Stored data entries:
========

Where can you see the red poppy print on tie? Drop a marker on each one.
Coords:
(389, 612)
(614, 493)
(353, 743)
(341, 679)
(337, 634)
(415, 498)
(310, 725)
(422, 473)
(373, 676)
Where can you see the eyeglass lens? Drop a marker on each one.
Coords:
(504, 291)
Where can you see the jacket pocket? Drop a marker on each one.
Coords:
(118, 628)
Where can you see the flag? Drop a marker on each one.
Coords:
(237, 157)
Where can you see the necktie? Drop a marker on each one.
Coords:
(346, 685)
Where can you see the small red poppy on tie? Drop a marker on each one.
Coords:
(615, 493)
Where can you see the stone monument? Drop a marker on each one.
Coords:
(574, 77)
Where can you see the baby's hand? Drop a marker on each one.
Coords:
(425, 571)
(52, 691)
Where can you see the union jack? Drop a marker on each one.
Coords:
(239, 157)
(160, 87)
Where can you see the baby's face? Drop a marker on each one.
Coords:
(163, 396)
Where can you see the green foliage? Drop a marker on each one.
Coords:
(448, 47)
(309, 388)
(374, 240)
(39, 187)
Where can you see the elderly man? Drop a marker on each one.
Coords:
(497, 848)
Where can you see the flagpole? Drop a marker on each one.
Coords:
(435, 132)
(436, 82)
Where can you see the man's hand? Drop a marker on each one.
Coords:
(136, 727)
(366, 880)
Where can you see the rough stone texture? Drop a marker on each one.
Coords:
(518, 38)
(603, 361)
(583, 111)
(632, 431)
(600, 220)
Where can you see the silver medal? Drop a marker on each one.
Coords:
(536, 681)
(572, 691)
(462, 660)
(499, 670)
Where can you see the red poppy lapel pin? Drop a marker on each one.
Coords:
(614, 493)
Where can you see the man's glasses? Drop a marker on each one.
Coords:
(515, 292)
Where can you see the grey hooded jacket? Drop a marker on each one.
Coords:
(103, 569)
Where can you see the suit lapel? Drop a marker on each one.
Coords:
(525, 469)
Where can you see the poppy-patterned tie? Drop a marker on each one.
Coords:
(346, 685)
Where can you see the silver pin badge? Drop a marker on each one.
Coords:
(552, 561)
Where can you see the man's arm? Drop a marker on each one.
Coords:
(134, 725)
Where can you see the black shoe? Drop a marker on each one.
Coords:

========

* Description of the task *
Reproduce exactly the line containing "Where can you see the man's hand?" and every line after it through the end of the records above, and nothing else.

* Solved exercise *
Where can you see the man's hand? Drop a marker on each one.
Coords:
(136, 727)
(366, 880)
Where can you see the rough stone texture? Drop a marker on each one.
Coords:
(518, 38)
(603, 361)
(583, 111)
(632, 431)
(600, 220)
Where can you see the silver medal? Drop a marker on each one.
Coords:
(536, 681)
(572, 691)
(462, 660)
(499, 670)
Where can you see the red poppy lapel pin? Drop a marker on each one.
Coords:
(614, 493)
Where can you see the man's glasses? Drop a marker on each one.
Coords:
(515, 292)
Where can you see the grey hooded jacket? Drop a marker on each one.
Coords:
(103, 569)
Where can you see the suit lapel? Drop a marker on each one.
Coords:
(525, 469)
Where can you see the poppy-patterned tie? Drop a marker on each one.
Coords:
(346, 685)
Where can you see the silver pin badge? Drop a marker on each one.
Coords:
(552, 561)
Where can you see the man's arm? Drop a marker on each one.
Coords:
(134, 725)
Where can you see the black shoe? Drop a marker on each one.
Coords:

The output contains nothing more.